** Opening Supplied records block **

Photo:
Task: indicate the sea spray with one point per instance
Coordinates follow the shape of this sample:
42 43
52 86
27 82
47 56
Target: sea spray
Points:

** Closing Supplied records block **

Work task: Wherever a line of the records above contains the string "spray", copy that line out.

Output of the task:
Task: indicate the sea spray with one point per instance
Target: sea spray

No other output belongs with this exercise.